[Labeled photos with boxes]

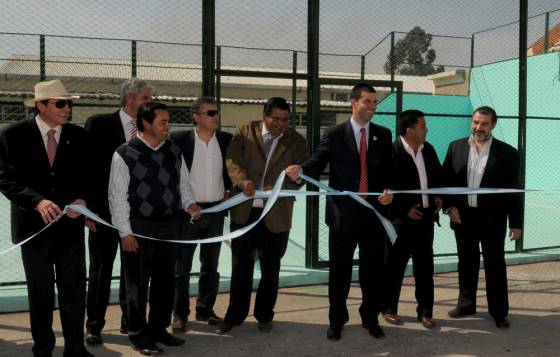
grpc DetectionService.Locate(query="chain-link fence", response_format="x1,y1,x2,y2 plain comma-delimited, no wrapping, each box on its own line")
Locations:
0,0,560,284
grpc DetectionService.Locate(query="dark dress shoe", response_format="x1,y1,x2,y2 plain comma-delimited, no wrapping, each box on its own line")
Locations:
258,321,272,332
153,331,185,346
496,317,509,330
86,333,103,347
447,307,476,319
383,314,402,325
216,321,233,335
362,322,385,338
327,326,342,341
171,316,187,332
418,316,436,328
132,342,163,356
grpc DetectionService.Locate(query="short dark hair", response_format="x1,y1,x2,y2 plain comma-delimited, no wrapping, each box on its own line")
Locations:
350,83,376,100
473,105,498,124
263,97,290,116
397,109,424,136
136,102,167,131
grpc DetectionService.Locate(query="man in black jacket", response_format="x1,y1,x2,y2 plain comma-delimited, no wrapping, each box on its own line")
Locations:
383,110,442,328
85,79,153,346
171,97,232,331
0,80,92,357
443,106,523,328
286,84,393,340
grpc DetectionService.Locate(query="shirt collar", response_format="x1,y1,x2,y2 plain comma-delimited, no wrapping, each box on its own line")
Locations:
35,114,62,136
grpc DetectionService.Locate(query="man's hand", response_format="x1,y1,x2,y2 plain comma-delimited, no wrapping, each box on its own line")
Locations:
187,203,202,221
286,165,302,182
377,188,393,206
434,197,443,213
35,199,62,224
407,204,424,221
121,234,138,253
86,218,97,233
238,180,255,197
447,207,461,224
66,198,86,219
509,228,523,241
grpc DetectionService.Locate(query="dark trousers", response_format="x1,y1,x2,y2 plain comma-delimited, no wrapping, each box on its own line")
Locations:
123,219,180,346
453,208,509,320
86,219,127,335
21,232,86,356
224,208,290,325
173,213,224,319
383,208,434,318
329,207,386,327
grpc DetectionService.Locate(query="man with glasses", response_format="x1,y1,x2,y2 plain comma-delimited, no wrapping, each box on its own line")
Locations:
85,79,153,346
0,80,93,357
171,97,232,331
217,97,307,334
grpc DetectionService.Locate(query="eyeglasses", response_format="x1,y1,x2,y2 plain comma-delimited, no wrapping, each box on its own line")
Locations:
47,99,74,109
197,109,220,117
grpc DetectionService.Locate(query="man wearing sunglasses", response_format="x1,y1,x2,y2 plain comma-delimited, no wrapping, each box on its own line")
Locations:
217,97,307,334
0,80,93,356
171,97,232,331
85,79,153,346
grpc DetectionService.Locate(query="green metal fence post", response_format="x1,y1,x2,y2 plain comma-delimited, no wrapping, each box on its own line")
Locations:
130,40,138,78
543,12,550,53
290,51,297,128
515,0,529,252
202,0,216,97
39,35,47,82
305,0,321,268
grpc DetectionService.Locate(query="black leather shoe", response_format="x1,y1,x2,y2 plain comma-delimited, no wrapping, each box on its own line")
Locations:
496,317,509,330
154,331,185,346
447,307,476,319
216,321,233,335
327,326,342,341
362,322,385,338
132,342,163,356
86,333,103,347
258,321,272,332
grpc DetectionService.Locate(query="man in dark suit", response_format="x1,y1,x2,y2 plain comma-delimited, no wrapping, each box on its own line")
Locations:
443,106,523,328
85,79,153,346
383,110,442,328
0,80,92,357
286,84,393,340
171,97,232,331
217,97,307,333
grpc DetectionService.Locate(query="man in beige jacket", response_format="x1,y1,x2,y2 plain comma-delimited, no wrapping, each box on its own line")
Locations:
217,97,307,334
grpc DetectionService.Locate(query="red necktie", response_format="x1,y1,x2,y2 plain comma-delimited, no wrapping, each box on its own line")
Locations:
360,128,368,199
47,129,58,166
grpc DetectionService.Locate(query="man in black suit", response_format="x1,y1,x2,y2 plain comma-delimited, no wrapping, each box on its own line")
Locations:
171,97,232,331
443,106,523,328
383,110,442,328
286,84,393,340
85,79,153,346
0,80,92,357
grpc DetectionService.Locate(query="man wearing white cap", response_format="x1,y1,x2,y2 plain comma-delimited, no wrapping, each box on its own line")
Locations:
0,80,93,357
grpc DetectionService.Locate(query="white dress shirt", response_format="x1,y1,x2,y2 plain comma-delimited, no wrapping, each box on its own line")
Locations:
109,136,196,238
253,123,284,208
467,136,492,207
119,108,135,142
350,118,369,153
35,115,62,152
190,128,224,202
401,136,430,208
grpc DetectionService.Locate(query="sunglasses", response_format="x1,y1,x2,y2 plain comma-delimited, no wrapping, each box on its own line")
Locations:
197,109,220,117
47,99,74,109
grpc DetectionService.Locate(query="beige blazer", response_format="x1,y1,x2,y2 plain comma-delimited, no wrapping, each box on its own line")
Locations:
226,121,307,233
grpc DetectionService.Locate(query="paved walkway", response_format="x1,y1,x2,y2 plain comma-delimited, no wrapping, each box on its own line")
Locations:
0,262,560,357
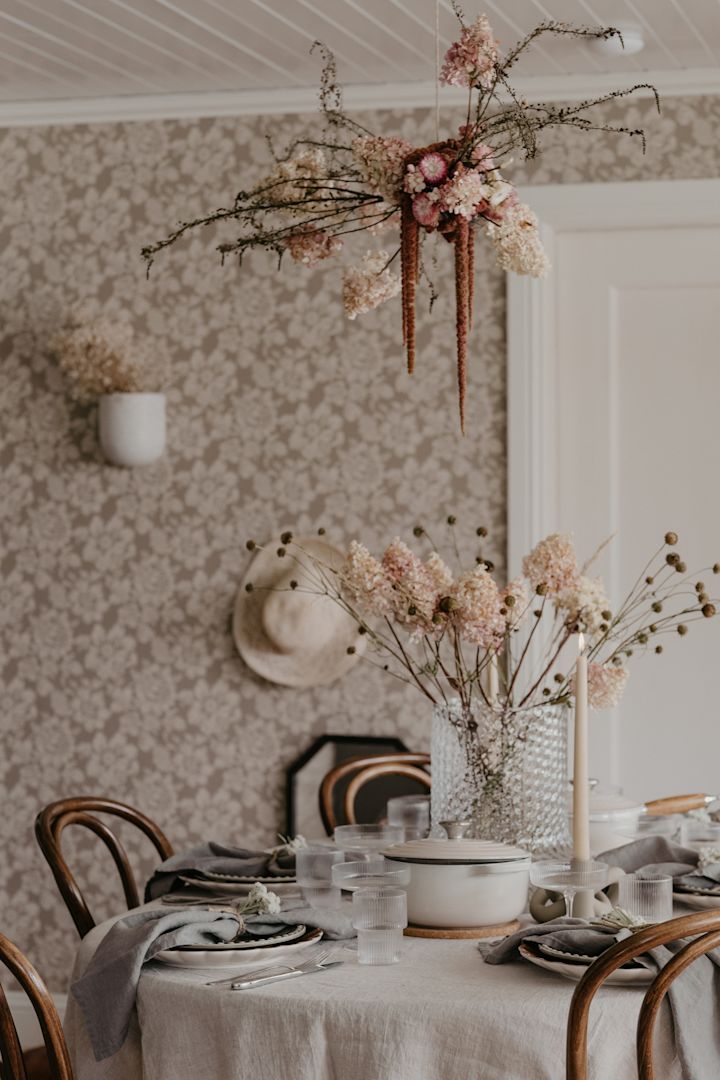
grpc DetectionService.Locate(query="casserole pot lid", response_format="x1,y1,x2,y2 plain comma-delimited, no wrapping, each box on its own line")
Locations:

▶ [Problem to solve]:
Reproduce all of the records above word for word, but leave the pictures out.

▶ [Finished task]:
grpc DetectionService.Locate(query="chain-link fence", response_format="x1,y1,x2,y2 plain comma-delimited, no wrapping, each box on its own line")
Locations:
0,0,560,284
grpc DetectionService.Locate(query="dark dress shoe", response_format="x1,y1,x2,y2 plain comma-delimited, no wrapping, each box on its own line")
Locations:
258,321,272,332
153,331,185,346
496,317,509,330
86,333,103,347
447,307,476,319
383,314,402,325
216,321,233,335
362,322,385,338
327,326,342,341
171,316,187,332
418,316,436,328
132,342,163,356
grpc DetectionService.Locate(query="short dark hair", response_format="x1,y1,x2,y2 plain comma-delimited, no wrapping, each box on its own line")
Locations:
350,83,376,100
473,105,498,124
263,97,290,116
397,109,424,136
136,102,167,131
grpc DetectionService.Locate(query="man in black jacket", response_format="x1,y1,x2,y2 plain comma-delimited, no wrapping, each box on its own line")
Locations:
383,110,442,328
85,79,153,346
171,97,232,331
0,80,92,357
443,106,523,328
286,84,393,340
grpc DetectionService.Locate(query="shirt collar", response_format="x1,y1,x2,y2 plain comma-delimited, no wrapping, each box on its own line")
Locations:
35,114,62,136
grpc DetectionService.Locate(query="man's hand", response_format="x1,y1,x2,y2 plain comma-delimited, no wrapping, each box on its own line")
Locations:
187,203,202,221
286,165,302,182
377,188,393,206
434,197,443,213
35,199,62,224
407,204,424,221
121,234,138,253
86,218,97,233
238,180,255,197
447,207,461,224
66,198,86,219
509,228,523,241
grpc DetectionService.Locate(query="dark trousers", response_format="x1,y1,x2,y2 plain comma-delimited, no wrapping, each box on its own line")
Locations:
123,219,180,346
453,208,509,320
86,219,127,335
21,232,86,356
224,208,290,325
173,213,224,319
383,208,434,318
329,207,386,327
grpc DetectionService.Locate(query="man with glasses", response_format="x1,y1,x2,y2 plain comma-delimited, no wrapping, each box on its own line")
Locations:
85,79,153,346
0,80,93,357
171,97,232,331
217,97,307,334
grpc DetectionService.Locate(query="eyeglasses", response_format="x1,y1,x2,y2 plain comma-delimited, no wrapping, each box on its own line")
Locations:
47,99,74,109
197,109,220,117
grpc DetectionService.Locate(query="man wearing sunglasses", response_format="x1,y1,x2,y2 plain comma-delimited, no wrapping, each box on its own line")
Locations:
217,97,307,334
0,80,93,356
171,97,232,331
85,79,153,346
grpc DetectionService.Locate(query="green metal fence post", response_format="x1,y1,x2,y2 plain comma-delimited, no wrapping, each box on its own line")
Locations:
130,40,138,78
543,12,550,53
290,51,297,128
515,0,529,252
202,0,216,97
39,35,47,82
305,0,321,268
grpc DetectionService.Locate(query="black leather shoe", response_format="x1,y1,x2,y2 plain comma-delimited, no wrapping, each box on its own line")
Locations:
496,317,509,330
154,331,185,346
447,307,476,319
216,321,233,335
327,326,342,341
362,322,385,338
132,342,163,356
86,333,103,347
258,321,272,332
grpc DetectionService.Locate(query="man in dark suit", response_format="x1,y1,x2,y2 plain comma-delimited, no wrapping, each box on its own line")
Locations:
443,106,523,328
85,79,153,346
383,110,442,328
0,80,92,357
286,84,393,340
171,97,232,331
217,97,307,333
grpc DetectionService.Locate(query="man in beige jacket", response_format="x1,y1,x2,y2 plain comma-delimited, no wrapping, each box on its own line")
Locations:
217,97,307,334
grpc DetectionService.Locate(query="red necktie", response_format="x1,y1,x2,y2 plain comma-delimited, no wrapping, each box on its own line")
Locations:
360,128,368,199
47,129,58,166
grpc DetectionService.Locate(query="man in black suit", response_format="x1,y1,x2,y2 plain comma-delimited, no wrapping, each box on its own line")
Locations:
171,97,232,331
443,106,523,328
383,110,442,328
286,84,393,340
85,79,153,346
0,80,92,357
grpc DetectionService.Locate(query="man wearing white cap", response_format="x1,y1,x2,y2 plain comma-delimited, no wrapping, each box on its own line")
Locations:
0,80,93,357
grpc DetectionService.Locate(query="white dress shirt", response_format="x1,y1,x2,y2 plain comma-delimited, no wrapping, each box on its own line")
Locations:
109,136,196,238
253,123,284,208
467,136,492,207
119,108,135,142
350,118,369,153
35,115,62,152
190,128,224,202
401,136,430,208
grpc DetectionService.Locate(query="sunglasses", response_format="x1,y1,x2,y2 plain comma-delimited, no wrapping, each box on its own line")
Locations:
197,109,220,117
47,99,74,109
grpc DetectionService.Locate(query="beige blazer", response_format="x1,y1,x2,y2 plain comma-delimited, no wrapping, each box on its own line")
Locations:
226,121,307,233
grpc DetectionService.Locate(query="paved walkway", response_format="x1,y1,x2,y2 plain comma-delimited, no wrapping, each box on its own line")
Locations:
0,262,560,357
grpc DetectionService.Locate(query="casserole pot lid", response_format="x1,y1,x2,y2 plain comma-delimited, no wrapping, each box on its own line")
Locations:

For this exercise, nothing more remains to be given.